REQUIRED WORK: Go over the data and keep only the lines that include "plain".

[Natural-language object grounding data]
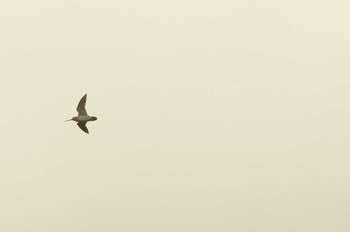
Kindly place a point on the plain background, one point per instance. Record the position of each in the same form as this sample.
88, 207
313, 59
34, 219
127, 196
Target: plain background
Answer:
212, 116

TASK RESULT:
Kindly place a point on the plain background, one point per instance. Record the position of each in the same form as this sample.
Target: plain background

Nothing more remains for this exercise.